■ ABOUT THIS EXERCISE
Images excluded, reproduce each line of the records exactly as it stands.

■ MATERIAL PROVIDED
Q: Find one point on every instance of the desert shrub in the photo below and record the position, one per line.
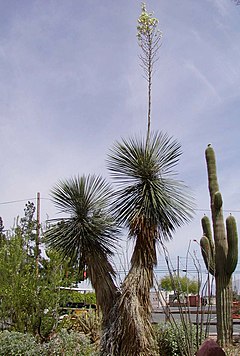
(76, 297)
(63, 343)
(18, 344)
(87, 322)
(70, 344)
(175, 339)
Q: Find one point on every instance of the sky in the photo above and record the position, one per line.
(71, 85)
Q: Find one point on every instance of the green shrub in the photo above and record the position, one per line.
(18, 344)
(177, 339)
(70, 344)
(64, 343)
(76, 297)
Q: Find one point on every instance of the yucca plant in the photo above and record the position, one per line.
(88, 233)
(150, 202)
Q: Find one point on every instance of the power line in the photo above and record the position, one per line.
(21, 200)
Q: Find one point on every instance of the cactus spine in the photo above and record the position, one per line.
(220, 255)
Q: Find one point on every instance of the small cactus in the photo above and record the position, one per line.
(221, 254)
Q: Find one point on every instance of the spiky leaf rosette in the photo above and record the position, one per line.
(88, 234)
(149, 199)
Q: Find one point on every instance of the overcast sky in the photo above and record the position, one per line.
(71, 85)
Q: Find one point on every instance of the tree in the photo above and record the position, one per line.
(149, 201)
(180, 285)
(87, 235)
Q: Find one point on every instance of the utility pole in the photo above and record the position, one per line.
(38, 233)
(178, 266)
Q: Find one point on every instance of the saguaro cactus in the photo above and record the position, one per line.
(221, 253)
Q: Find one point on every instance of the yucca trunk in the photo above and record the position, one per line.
(130, 332)
(101, 275)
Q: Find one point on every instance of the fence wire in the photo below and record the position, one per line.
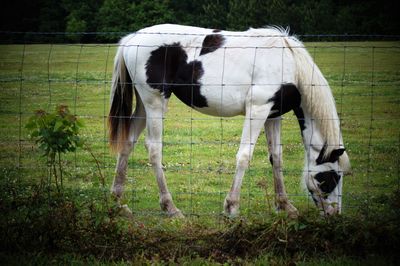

■ SOLUTION FOR THIS TASK
Q: Find one point on every instance of the desert shrub in the photo below and record the position, one per line.
(76, 297)
(63, 343)
(18, 344)
(87, 322)
(70, 344)
(175, 339)
Q: Find one point on every instance of the sky in the photo above and record the position, one per line.
(71, 85)
Q: Find one point on every instance of the green shrub in the photo above and record the position, one per line.
(18, 344)
(177, 339)
(70, 344)
(64, 343)
(76, 297)
Q: Find one point on every instance of the yucca plant in the photo above and record the position, one per line.
(88, 233)
(150, 202)
Q: Find one point on every instance of the power line in the photo above and record the position, one per line.
(21, 200)
Q: Find one point on every instance of the cactus spine in the photo above and record the position, one per line.
(220, 255)
Q: Find one point on every instance of the small cactus in the photo above and record the position, one per line.
(221, 254)
Q: Find one point on every instance of the spiky leaf rosette in the photo above and record the position, one per line.
(88, 234)
(149, 199)
Q: Find one point on every instance of the overcast sky in the photo above and record the position, one per line.
(71, 85)
Q: Find one point on every instance of the tree in the photo above and record the position, one per line.
(149, 201)
(180, 285)
(87, 235)
Q: Find one point on every instance of the utility pole in the photo above and record the position, one per line.
(38, 233)
(178, 266)
Q: Find one point on every instance of the saguaro cactus in the photo above and record the position, one per line.
(221, 253)
Q: Find one point on every instance of the yucca trunk in the photo above and record the position, one per line.
(130, 332)
(101, 275)
Q: Find one point on every instance of the fence wire in the photo below and record the position, one per line.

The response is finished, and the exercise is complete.